**ENUNCIADO:** Copia íntegro y sin ningún cambio el texto sobre los conventos y edificios religiosos que se quedan vacíos.

--- TEXTO CITADO ---

¿Cambiar el destino social, vender a otras comunidades, a instituciones y a organizaciones sin ánimo de lucro, o confiar en el mercado? Cualquier solución es preferible al abandono.
Luigino Bruni
Publicado en Avvenire el 26/08/2023
«Proyecto de recuperación del antiguo convento de las Clarisas para construir un Relais con balneario». En muchas obras hoy pueden encontrarse carteles similares, especialmente en los pueblos italianos más lindos, que han visto construirse a lo largo de los siglos un número extraordinario de conventos, monasterios e iglesias, gracias a la gran biodiversidad carismática del bello país. El paisaje italiano no sería patrimonio de la humanidad sin los perfiles de catedrales, iglesias parroquiales y claustros, en las ciudades como en el campo.
Sin embargo, el análisis despiadado de los laicos sobre la demografía de la vida religiosa nos dice algo que no nos gusta escuchar: dentro de una o dos décadas, la gran mayoría, quizá el 90%, de los edificios religiosos estarán vacíos, y muchos ya lo están. La tendencia comenzó hace más de medio siglo, pero cuando nos dimos cuenta, también en este caso, ya era demasiado tarde. ¿Qué hacer concretamente? Las iglesias y los inmuebles vacíos, vendidos o puestos en venta, son la punta del iceberg de algo mucho más grande, descuidado y multidimensional. En primer lugar, hay una cuestión directamente económica y, por tanto, civil.
Estos conventos y monasterios eran originalmente bienes comunes, ya que nacieron de las comunidades civiles y porque los religiosos y religiosas se ocupaban también de los pobres, los enfermos, las escuelas, han inventado nuestro welfare. Cuando hoy un convento se vende a una multinacional con fines de lucro que lo transforma en un spa, los usuarios ya no son los habitantes de ese municipio sino sólo los "solventes": ese bien público pasa a ser privado, con una extracción privada de un valor antaño público.

--- MATERIAL PROPORCIONADO ---

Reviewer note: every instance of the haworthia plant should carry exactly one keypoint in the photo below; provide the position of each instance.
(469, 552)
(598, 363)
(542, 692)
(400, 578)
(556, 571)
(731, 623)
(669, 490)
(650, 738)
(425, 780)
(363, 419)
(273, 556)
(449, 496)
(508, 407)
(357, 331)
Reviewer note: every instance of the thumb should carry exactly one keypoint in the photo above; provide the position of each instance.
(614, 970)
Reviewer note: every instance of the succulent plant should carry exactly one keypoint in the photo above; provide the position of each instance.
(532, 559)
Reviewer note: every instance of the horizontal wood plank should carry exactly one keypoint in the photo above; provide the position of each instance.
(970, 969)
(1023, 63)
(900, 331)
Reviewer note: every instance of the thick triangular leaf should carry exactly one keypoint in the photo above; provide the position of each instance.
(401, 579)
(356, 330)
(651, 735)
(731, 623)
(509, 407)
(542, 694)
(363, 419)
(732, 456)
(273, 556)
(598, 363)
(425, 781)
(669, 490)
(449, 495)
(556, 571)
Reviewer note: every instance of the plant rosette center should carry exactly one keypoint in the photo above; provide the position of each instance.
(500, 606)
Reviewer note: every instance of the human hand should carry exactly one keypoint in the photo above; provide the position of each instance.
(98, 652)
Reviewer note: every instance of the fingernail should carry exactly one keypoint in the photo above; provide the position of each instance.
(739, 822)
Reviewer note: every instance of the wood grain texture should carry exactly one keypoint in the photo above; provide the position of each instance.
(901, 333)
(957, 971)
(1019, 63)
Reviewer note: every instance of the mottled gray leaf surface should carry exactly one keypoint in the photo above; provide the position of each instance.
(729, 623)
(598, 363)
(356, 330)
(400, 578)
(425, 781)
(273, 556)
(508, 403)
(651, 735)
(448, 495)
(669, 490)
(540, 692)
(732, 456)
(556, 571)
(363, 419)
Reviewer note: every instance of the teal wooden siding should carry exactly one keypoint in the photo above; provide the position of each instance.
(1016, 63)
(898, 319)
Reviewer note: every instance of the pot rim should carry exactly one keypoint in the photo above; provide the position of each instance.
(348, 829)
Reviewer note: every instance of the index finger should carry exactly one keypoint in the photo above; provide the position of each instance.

---

**SOLUCIÓN:**
¿Cambiar el destino social, vender a otras comunidades, a instituciones y a organizaciones sin ánimo de lucro, o confiar en el mercado? Cualquier solución es preferible al abandono.
Luigino Bruni
Publicado en Avvenire el 26/08/2023
«Proyecto de recuperación del antiguo convento de las Clarisas para construir un Relais con balneario». En muchas obras hoy pueden encontrarse carteles similares, especialmente en los pueblos italianos más lindos, que han visto construirse a lo largo de los siglos un número extraordinario de conventos, monasterios e iglesias, gracias a la gran biodiversidad carismática del bello país. El paisaje italiano no sería patrimonio de la humanidad sin los perfiles de catedrales, iglesias parroquiales y claustros, en las ciudades como en el campo.
Sin embargo, el análisis despiadado de los laicos sobre la demografía de la vida religiosa nos dice algo que no nos gusta escuchar: dentro de una o dos décadas, la gran mayoría, quizá el 90%, de los edificios religiosos estarán vacíos, y muchos ya lo están. La tendencia comenzó hace más de medio siglo, pero cuando nos dimos cuenta, también en este caso, ya era demasiado tarde. ¿Qué hacer concretamente? Las iglesias y los inmuebles vacíos, vendidos o puestos en venta, son la punta del iceberg de algo mucho más grande, descuidado y multidimensional. En primer lugar, hay una cuestión directamente económica y, por tanto, civil.
Estos conventos y monasterios eran originalmente bienes comunes, ya que nacieron de las comunidades civiles y porque los religiosos y religiosas se ocupaban también de los pobres, los enfermos, las escuelas, han inventado nuestro welfare. Cuando hoy un convento se vende a una multinacional con fines de lucro que lo transforma en un spa, los usuarios ya no son los habitantes de ese municipio sino sólo los "solventes": ese bien público pasa a ser privado, con una extracción privada de un valor antaño público.